### Work to do
Repeat the lines below word for word, beginning with the line that contains "Could you please locate the blue sky" and continuing through the line that contains "Target: vertical post".

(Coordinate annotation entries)
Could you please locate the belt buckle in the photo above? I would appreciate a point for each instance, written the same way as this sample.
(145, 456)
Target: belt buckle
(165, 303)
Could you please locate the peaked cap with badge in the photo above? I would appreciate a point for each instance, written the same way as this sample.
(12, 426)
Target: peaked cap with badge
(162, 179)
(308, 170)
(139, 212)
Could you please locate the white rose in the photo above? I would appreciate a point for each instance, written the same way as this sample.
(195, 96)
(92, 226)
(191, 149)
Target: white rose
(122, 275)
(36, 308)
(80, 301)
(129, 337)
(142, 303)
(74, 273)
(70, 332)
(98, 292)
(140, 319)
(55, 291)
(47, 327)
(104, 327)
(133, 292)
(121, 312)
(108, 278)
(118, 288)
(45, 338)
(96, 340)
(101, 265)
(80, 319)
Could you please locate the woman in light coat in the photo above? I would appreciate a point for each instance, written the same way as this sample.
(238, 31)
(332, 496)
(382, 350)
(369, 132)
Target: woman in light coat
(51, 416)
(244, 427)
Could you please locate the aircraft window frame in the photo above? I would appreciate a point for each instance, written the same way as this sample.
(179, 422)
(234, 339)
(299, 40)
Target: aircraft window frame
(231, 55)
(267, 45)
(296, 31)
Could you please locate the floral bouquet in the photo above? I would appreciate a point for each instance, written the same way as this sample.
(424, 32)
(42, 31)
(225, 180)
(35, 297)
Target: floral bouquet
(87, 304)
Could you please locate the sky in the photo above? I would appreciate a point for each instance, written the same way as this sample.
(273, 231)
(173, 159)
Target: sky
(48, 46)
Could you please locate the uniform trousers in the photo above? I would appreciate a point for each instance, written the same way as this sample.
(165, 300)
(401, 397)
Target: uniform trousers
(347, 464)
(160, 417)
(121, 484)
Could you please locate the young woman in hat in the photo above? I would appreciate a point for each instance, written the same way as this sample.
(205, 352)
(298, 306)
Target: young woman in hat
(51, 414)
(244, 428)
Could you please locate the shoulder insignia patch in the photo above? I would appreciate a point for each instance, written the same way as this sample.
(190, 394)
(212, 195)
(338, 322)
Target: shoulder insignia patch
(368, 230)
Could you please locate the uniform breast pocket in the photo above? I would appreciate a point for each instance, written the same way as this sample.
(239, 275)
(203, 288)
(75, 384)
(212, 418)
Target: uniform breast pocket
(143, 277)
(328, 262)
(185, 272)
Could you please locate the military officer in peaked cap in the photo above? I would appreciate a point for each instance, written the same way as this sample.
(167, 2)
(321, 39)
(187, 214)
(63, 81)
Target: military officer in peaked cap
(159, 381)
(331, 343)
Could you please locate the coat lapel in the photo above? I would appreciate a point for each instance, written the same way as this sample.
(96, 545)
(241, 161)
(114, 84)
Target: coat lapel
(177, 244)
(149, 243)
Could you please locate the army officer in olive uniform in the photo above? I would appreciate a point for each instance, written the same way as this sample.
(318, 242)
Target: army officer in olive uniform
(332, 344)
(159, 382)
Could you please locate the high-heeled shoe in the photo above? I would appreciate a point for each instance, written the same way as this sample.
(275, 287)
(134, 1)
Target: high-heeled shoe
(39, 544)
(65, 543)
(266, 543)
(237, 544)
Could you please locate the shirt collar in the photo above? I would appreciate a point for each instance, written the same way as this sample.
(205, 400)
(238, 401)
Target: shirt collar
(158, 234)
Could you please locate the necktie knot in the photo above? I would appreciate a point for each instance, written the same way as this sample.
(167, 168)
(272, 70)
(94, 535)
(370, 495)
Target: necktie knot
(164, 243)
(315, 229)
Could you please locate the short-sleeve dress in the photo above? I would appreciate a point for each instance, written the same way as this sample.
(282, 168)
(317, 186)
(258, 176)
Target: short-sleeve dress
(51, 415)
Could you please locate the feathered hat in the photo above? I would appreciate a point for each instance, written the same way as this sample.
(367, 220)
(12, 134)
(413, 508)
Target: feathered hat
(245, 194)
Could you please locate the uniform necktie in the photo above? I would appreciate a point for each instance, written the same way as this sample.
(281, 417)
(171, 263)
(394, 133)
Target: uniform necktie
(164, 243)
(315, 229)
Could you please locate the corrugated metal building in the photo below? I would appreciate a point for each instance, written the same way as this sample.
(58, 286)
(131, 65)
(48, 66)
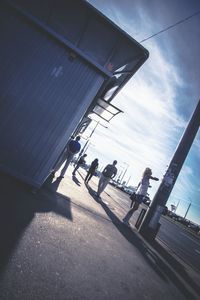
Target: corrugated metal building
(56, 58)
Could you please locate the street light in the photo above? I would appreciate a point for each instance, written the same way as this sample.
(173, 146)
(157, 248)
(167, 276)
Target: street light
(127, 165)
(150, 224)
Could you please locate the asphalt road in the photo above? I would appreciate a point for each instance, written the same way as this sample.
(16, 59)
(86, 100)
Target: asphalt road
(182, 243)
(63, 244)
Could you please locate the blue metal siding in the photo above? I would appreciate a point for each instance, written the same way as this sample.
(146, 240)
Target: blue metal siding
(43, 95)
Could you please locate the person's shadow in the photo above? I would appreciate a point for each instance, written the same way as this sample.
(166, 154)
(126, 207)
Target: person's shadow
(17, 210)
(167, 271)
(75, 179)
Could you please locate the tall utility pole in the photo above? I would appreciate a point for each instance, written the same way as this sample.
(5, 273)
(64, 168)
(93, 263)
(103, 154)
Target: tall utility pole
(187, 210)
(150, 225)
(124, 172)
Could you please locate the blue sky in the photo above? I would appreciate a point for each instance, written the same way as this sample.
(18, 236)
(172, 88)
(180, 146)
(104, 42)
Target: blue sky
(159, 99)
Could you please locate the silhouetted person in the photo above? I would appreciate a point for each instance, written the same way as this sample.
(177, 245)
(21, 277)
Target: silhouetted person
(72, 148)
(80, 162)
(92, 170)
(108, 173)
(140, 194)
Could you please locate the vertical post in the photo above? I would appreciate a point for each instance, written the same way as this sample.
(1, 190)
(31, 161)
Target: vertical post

---

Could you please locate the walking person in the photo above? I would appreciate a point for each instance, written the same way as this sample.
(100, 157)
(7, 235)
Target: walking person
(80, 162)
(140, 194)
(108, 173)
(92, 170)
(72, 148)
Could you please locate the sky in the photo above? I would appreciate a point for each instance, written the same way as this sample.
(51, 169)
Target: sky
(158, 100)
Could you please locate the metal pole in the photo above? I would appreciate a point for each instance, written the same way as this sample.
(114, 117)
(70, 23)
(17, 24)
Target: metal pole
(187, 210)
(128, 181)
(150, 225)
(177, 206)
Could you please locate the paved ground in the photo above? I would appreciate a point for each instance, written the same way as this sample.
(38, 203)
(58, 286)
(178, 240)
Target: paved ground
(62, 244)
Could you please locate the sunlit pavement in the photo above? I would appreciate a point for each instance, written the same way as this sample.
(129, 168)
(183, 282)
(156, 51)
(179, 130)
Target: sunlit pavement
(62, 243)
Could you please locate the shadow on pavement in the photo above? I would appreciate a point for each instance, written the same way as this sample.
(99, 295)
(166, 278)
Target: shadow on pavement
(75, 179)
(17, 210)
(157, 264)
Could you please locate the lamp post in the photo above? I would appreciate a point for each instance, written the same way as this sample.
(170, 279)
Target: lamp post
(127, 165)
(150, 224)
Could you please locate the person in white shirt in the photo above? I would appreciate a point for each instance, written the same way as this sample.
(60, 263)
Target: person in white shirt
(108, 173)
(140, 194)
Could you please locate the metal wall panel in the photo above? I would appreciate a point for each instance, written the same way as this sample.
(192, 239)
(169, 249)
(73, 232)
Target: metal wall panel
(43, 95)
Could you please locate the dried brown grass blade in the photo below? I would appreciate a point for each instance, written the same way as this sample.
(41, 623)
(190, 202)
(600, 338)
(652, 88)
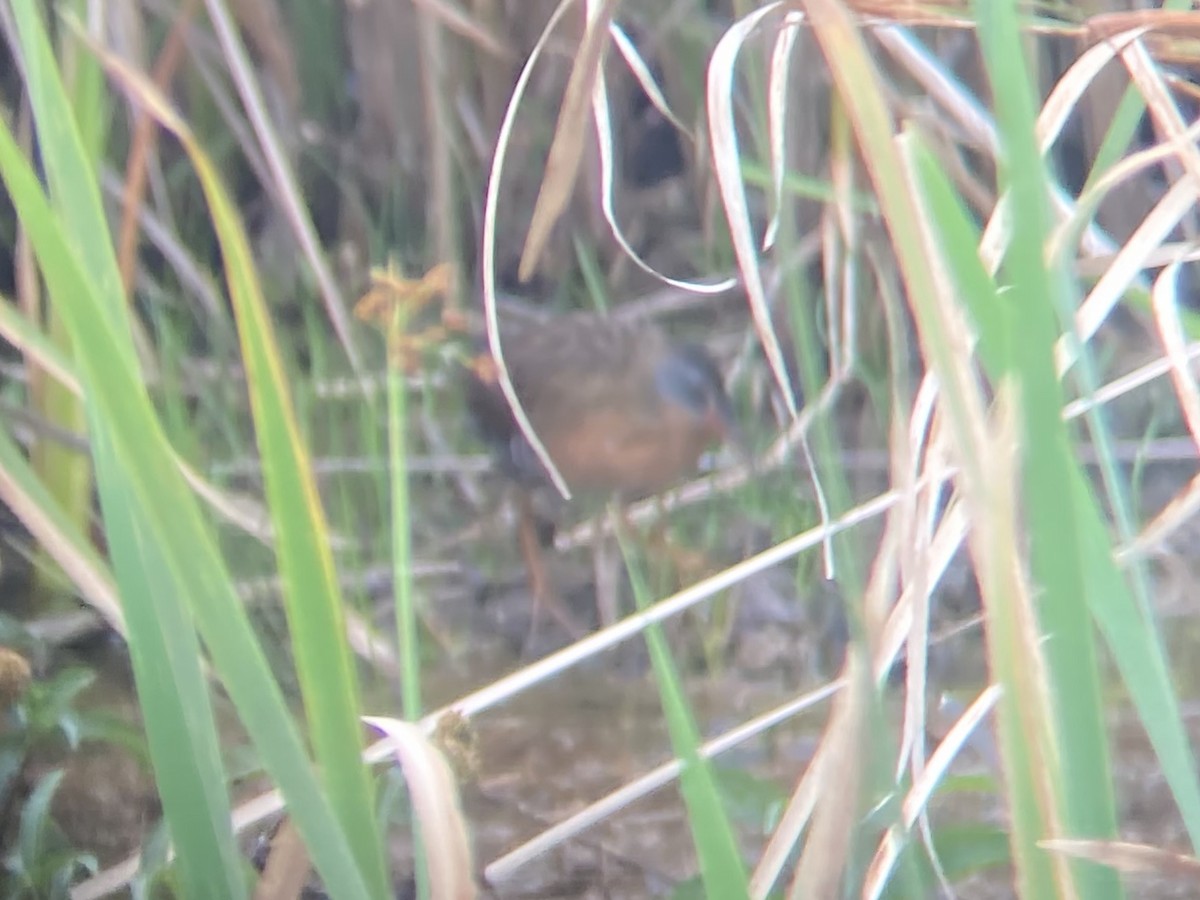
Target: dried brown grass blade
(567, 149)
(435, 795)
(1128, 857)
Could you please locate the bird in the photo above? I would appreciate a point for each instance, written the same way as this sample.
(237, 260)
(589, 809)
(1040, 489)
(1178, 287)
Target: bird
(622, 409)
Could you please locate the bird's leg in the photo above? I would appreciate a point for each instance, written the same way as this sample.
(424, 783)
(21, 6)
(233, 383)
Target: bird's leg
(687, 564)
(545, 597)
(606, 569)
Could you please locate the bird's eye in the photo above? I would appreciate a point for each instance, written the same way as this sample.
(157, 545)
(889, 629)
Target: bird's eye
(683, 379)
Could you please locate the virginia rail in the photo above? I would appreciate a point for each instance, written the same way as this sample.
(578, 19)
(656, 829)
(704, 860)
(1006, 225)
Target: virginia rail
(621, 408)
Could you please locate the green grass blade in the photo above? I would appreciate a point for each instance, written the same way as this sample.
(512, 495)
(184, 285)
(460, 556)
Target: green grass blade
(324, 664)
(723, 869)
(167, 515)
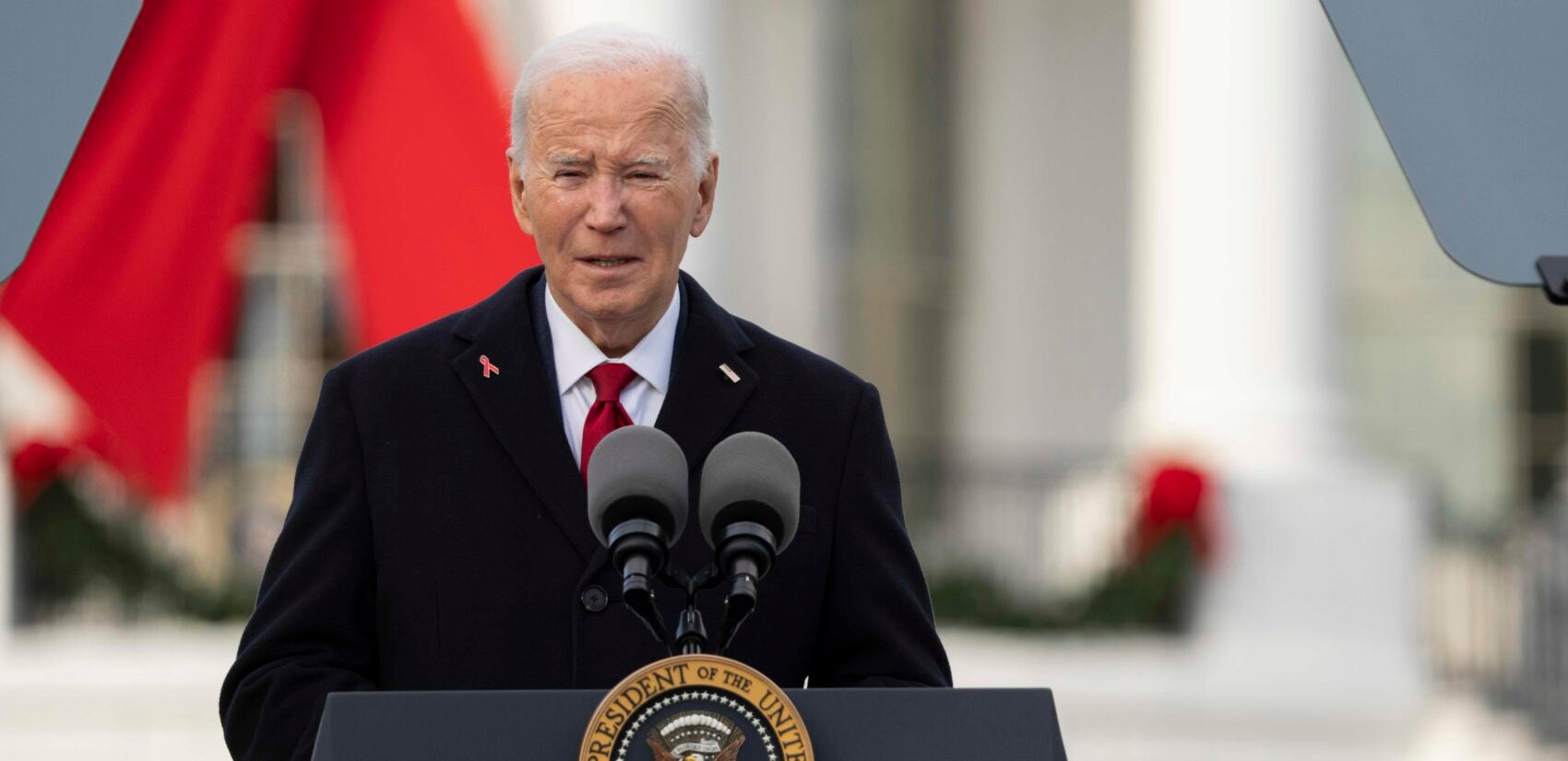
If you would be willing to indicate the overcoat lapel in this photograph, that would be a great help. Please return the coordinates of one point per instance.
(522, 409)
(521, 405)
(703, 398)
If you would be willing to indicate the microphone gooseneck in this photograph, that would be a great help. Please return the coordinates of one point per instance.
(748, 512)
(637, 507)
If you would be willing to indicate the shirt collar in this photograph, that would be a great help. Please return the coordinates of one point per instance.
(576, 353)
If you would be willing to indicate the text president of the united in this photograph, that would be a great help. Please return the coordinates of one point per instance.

### Exercise solution
Could you please locate the blue sky in the photo above? I would appreciate a point for each instance, written the same way as this sample.
(18, 236)
(172, 88)
(180, 146)
(104, 42)
Target: blue sky
(159, 99)
Could you please locate the silhouetted person in the photo above? I would appreciate a point for each instance, written the same way as this sample.
(177, 245)
(21, 277)
Target: silhouetted person
(72, 148)
(80, 162)
(92, 170)
(108, 173)
(140, 194)
Could you please locate the vertical post in the photo above? I would appreciate a point for each instance, written the same way as this sample.
(1, 190)
(31, 161)
Target: vertical post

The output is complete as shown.